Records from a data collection

= Beginning of Section =

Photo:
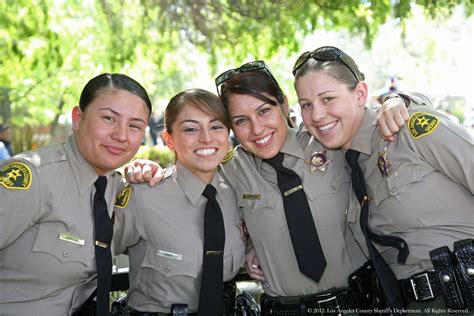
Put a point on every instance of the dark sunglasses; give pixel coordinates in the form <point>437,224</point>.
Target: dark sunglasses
<point>250,66</point>
<point>327,53</point>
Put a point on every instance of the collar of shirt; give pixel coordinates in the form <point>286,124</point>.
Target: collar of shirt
<point>291,147</point>
<point>363,138</point>
<point>84,174</point>
<point>192,186</point>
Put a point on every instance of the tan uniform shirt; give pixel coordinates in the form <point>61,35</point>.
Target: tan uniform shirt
<point>328,196</point>
<point>427,198</point>
<point>47,262</point>
<point>163,228</point>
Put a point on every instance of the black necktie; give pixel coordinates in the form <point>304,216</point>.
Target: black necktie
<point>387,278</point>
<point>212,284</point>
<point>304,237</point>
<point>103,256</point>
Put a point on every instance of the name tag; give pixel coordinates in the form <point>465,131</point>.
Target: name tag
<point>249,196</point>
<point>290,191</point>
<point>70,238</point>
<point>214,253</point>
<point>167,254</point>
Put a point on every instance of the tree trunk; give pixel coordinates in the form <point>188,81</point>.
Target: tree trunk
<point>5,105</point>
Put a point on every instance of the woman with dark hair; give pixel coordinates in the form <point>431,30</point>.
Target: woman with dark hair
<point>294,194</point>
<point>412,198</point>
<point>183,237</point>
<point>57,201</point>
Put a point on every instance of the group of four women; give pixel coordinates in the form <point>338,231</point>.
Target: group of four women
<point>288,188</point>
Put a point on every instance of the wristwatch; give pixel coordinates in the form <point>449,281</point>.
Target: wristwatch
<point>396,95</point>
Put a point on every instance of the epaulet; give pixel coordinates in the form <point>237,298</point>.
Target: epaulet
<point>121,200</point>
<point>228,156</point>
<point>422,123</point>
<point>15,175</point>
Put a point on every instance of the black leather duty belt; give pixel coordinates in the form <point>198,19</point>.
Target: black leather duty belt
<point>421,287</point>
<point>319,304</point>
<point>452,277</point>
<point>455,273</point>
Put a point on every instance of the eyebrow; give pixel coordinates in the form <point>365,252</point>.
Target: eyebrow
<point>118,114</point>
<point>318,95</point>
<point>258,108</point>
<point>196,122</point>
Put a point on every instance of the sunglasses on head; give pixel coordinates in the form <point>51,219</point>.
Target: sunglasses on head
<point>327,53</point>
<point>250,66</point>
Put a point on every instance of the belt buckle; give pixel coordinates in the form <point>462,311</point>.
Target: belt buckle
<point>414,287</point>
<point>323,303</point>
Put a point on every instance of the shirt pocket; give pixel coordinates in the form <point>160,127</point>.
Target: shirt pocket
<point>396,205</point>
<point>395,183</point>
<point>264,217</point>
<point>319,184</point>
<point>48,241</point>
<point>164,270</point>
<point>55,263</point>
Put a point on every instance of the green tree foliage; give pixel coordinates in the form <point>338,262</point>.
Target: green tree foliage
<point>49,48</point>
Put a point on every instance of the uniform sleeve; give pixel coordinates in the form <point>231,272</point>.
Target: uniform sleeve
<point>20,199</point>
<point>416,99</point>
<point>126,225</point>
<point>444,144</point>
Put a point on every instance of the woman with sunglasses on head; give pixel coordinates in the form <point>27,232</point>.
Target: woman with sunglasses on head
<point>412,197</point>
<point>184,236</point>
<point>57,201</point>
<point>294,195</point>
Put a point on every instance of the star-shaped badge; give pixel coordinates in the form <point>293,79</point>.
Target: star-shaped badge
<point>384,164</point>
<point>318,161</point>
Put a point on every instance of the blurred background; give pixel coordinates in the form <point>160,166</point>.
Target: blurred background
<point>49,49</point>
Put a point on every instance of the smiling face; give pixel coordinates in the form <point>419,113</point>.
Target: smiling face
<point>260,127</point>
<point>200,141</point>
<point>330,111</point>
<point>110,130</point>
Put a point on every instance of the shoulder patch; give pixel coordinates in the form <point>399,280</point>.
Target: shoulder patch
<point>121,200</point>
<point>422,124</point>
<point>16,176</point>
<point>228,156</point>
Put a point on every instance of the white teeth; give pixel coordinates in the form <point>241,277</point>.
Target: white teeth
<point>206,151</point>
<point>327,127</point>
<point>263,140</point>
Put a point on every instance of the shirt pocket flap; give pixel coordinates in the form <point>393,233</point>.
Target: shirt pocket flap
<point>75,248</point>
<point>320,183</point>
<point>395,182</point>
<point>171,262</point>
<point>256,201</point>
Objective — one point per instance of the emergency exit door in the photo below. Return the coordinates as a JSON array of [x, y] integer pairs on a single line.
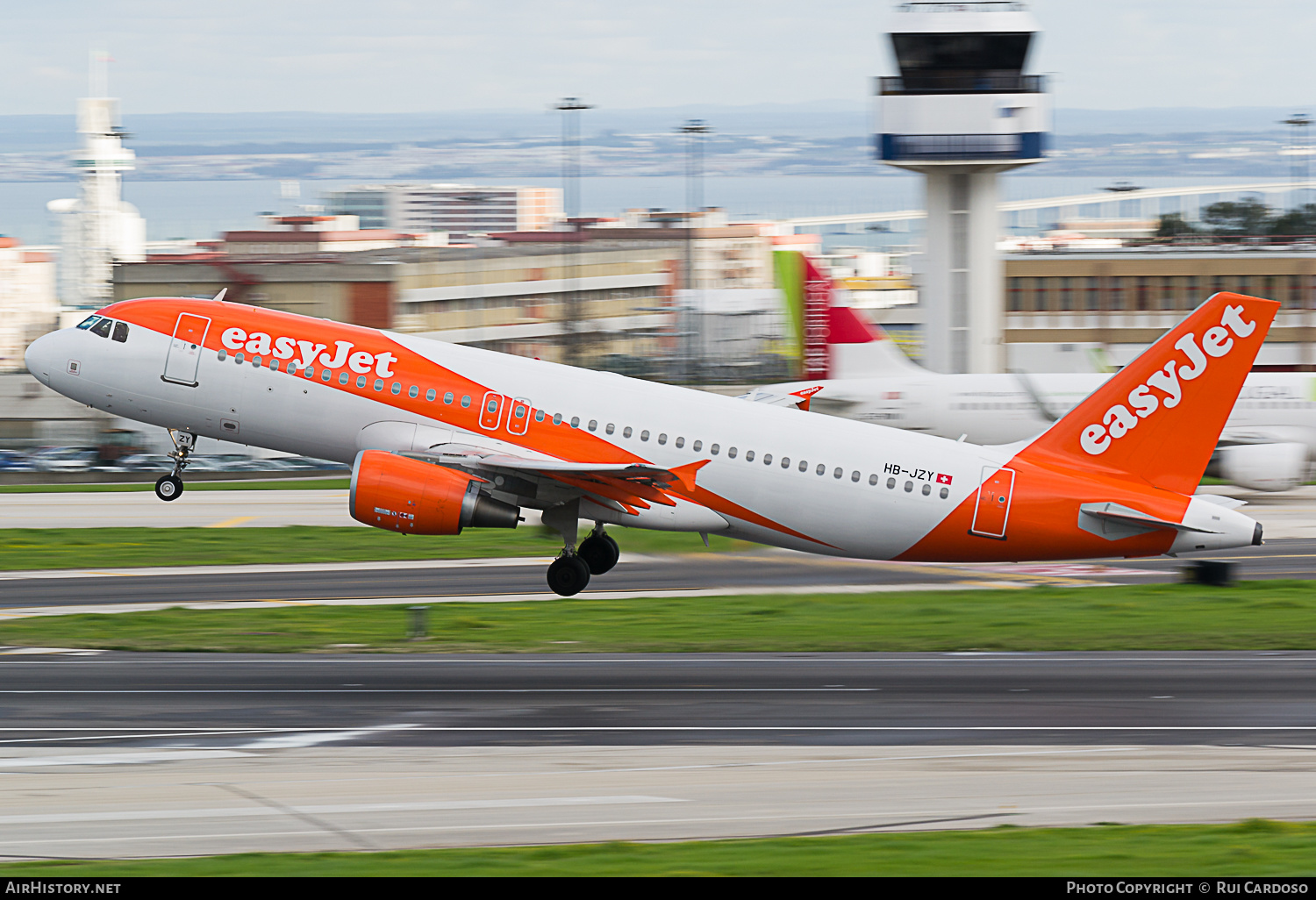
[[992, 510], [184, 349]]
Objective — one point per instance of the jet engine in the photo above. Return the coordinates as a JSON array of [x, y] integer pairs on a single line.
[[418, 497], [1262, 466]]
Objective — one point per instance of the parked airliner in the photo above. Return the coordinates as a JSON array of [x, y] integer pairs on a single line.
[[442, 437], [1268, 444]]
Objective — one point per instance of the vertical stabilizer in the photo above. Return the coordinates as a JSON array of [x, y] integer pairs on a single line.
[[1160, 418], [860, 349]]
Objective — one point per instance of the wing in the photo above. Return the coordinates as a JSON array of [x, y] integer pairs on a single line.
[[624, 487]]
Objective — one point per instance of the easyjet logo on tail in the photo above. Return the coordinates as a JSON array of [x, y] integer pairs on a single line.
[[1120, 418], [260, 344]]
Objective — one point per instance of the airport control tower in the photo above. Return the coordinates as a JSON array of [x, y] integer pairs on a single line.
[[961, 112]]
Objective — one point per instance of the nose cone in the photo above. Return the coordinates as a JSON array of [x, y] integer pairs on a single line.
[[41, 358]]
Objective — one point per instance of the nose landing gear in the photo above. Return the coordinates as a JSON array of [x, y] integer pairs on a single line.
[[170, 487]]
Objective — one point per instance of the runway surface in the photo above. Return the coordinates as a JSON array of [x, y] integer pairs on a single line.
[[158, 754], [761, 571], [826, 699], [1289, 515]]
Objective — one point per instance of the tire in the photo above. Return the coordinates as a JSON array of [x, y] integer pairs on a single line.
[[600, 553], [168, 487], [568, 575]]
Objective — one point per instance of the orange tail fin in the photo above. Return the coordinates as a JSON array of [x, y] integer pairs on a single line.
[[1160, 418]]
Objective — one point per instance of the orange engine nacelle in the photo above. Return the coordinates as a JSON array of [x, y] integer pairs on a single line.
[[418, 497]]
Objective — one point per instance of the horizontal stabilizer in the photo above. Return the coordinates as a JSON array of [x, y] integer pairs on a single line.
[[1113, 521]]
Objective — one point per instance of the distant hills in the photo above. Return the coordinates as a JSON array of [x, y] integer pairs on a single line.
[[823, 118]]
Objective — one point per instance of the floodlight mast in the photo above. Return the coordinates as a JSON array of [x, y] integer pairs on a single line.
[[961, 112], [570, 110]]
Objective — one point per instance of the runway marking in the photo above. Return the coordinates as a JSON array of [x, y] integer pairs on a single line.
[[365, 689], [231, 523], [329, 810], [576, 824]]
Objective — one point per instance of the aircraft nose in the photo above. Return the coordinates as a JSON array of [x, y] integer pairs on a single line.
[[41, 358]]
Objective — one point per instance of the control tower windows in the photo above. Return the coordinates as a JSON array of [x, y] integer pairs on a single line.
[[962, 62]]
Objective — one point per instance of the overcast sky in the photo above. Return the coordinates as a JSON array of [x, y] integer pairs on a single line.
[[413, 55]]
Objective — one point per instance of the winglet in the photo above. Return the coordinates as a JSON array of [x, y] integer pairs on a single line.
[[686, 474], [1160, 418], [805, 395]]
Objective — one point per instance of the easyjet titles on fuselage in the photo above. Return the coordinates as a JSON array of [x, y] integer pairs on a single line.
[[260, 344]]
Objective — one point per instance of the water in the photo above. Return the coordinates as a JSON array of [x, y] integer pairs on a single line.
[[204, 210]]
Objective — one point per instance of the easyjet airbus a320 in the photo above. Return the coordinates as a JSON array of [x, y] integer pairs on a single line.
[[442, 437]]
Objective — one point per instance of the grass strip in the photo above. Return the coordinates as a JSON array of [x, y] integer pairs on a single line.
[[115, 547], [1249, 616], [311, 483], [1253, 847]]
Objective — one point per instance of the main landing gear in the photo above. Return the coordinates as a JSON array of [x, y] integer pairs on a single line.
[[170, 487], [597, 554]]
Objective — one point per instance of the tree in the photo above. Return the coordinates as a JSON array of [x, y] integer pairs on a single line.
[[1297, 221], [1173, 225], [1248, 216]]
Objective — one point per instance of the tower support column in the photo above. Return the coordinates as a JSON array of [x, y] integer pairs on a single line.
[[962, 289]]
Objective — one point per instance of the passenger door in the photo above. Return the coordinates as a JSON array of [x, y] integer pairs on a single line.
[[992, 510], [184, 349]]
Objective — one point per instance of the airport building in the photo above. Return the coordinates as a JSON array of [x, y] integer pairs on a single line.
[[28, 305], [1124, 299], [461, 211]]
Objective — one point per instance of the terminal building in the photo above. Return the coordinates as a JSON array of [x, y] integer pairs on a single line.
[[462, 211]]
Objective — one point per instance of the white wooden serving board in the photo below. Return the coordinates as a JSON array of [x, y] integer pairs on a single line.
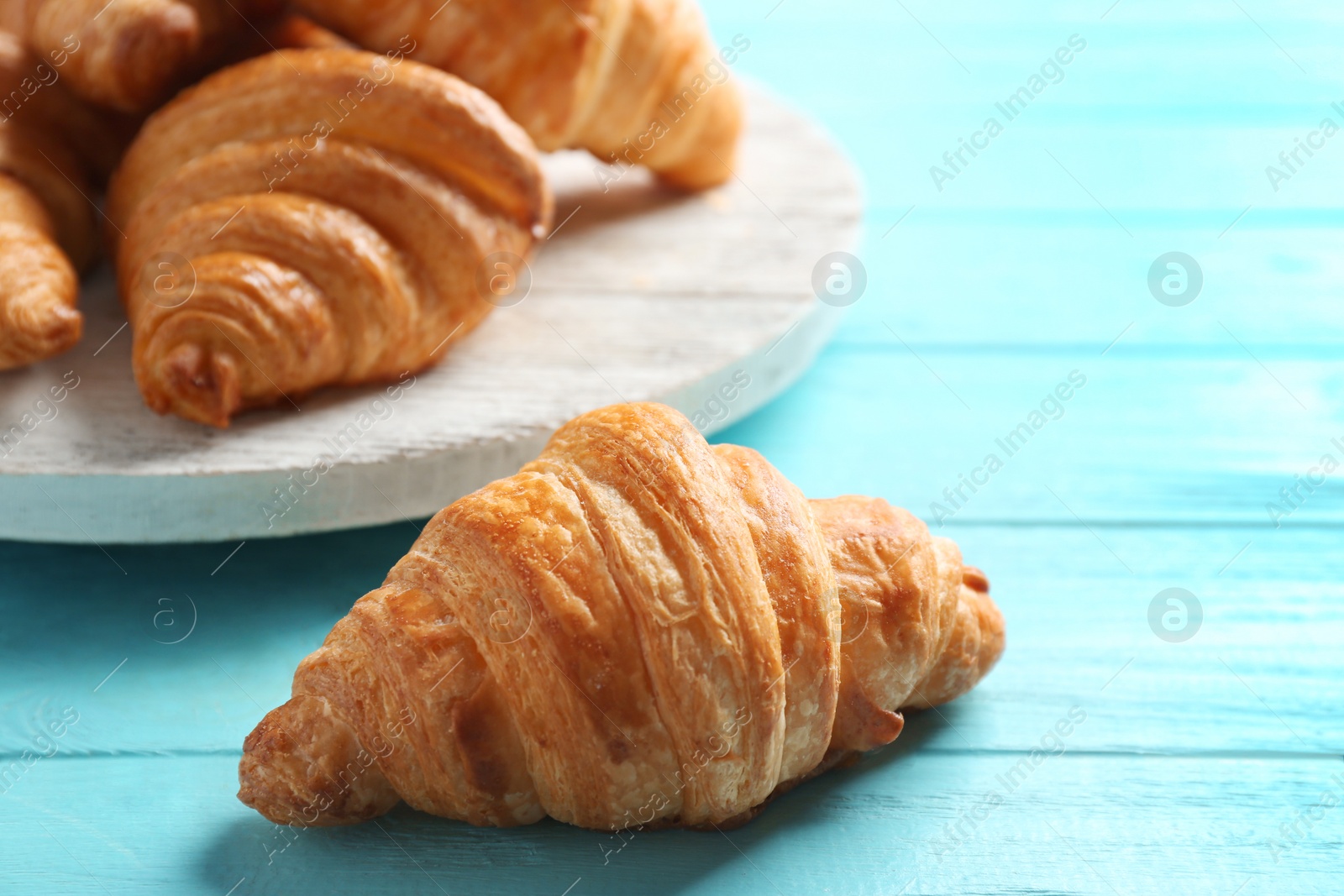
[[638, 295]]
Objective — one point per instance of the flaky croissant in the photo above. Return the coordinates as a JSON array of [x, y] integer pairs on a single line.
[[632, 81], [635, 629], [53, 154], [128, 54], [281, 231]]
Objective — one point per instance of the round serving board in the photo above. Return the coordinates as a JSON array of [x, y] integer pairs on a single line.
[[702, 301]]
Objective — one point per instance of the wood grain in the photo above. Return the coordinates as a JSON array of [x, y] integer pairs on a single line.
[[1194, 757]]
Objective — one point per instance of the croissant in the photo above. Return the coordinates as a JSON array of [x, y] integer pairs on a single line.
[[53, 152], [636, 629], [632, 81], [129, 54], [281, 233]]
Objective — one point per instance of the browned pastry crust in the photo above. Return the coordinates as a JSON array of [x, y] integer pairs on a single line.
[[131, 54], [318, 217], [636, 629], [53, 152], [632, 81]]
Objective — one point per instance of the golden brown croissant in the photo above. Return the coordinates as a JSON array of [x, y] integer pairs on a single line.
[[53, 152], [635, 629], [632, 81], [129, 54], [281, 233]]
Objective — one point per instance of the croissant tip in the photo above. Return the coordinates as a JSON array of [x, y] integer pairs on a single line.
[[201, 385], [974, 579]]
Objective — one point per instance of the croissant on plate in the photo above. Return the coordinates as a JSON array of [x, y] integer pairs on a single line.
[[632, 81], [129, 54], [54, 154], [635, 629], [277, 231]]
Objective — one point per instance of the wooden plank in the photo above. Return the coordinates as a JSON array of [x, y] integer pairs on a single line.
[[1079, 633], [1151, 437], [1075, 822]]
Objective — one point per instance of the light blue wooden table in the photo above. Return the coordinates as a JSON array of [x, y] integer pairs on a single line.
[[1209, 761]]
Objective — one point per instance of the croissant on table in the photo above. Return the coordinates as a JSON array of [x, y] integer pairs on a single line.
[[635, 629], [54, 154], [129, 54], [312, 217], [632, 81]]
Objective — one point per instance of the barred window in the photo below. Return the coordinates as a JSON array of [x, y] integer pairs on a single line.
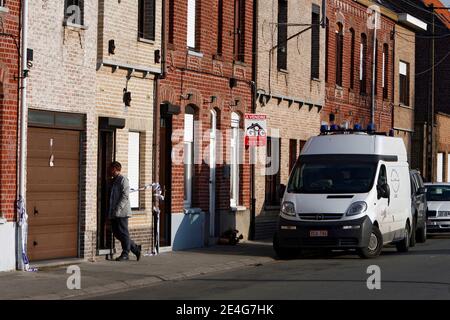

= End of Section =

#### [What you will do]
The stretch of entries above that starts with the line containing "Put a point on every instance of the epaulet;" and goes on through the line containing "Put a point on every instance of the shirt pocket;" is to be transcribed exactly, and no other line is to be transcribed.

#### [Problem solution]
Put a point on every instance of the epaulet; give pixel coordinates in the form <point>237,298</point>.
Target: epaulet
<point>121,200</point>
<point>228,156</point>
<point>422,123</point>
<point>15,175</point>
Put a point on every instance of the black leather duty belt; give pixel coordinates in the form <point>198,19</point>.
Target: black leather duty belt
<point>421,287</point>
<point>319,304</point>
<point>452,277</point>
<point>455,273</point>
Put a point on every instance of the eyebrow; give pixel coordinates in the form <point>365,252</point>.
Target: eyebrow
<point>118,114</point>
<point>318,95</point>
<point>258,108</point>
<point>196,122</point>
Put a point on every instance of the sunglasses on head; give pixel coordinates in the form <point>51,219</point>.
Target: sunglasses on head
<point>327,53</point>
<point>250,66</point>
Put a point on every instance of the belt buckle; give pixel coordinates in the form <point>462,311</point>.
Target: belt buckle
<point>414,287</point>
<point>323,303</point>
Put a point on every instance of the shirt pocket; give pixel coordinates in the form <point>160,127</point>.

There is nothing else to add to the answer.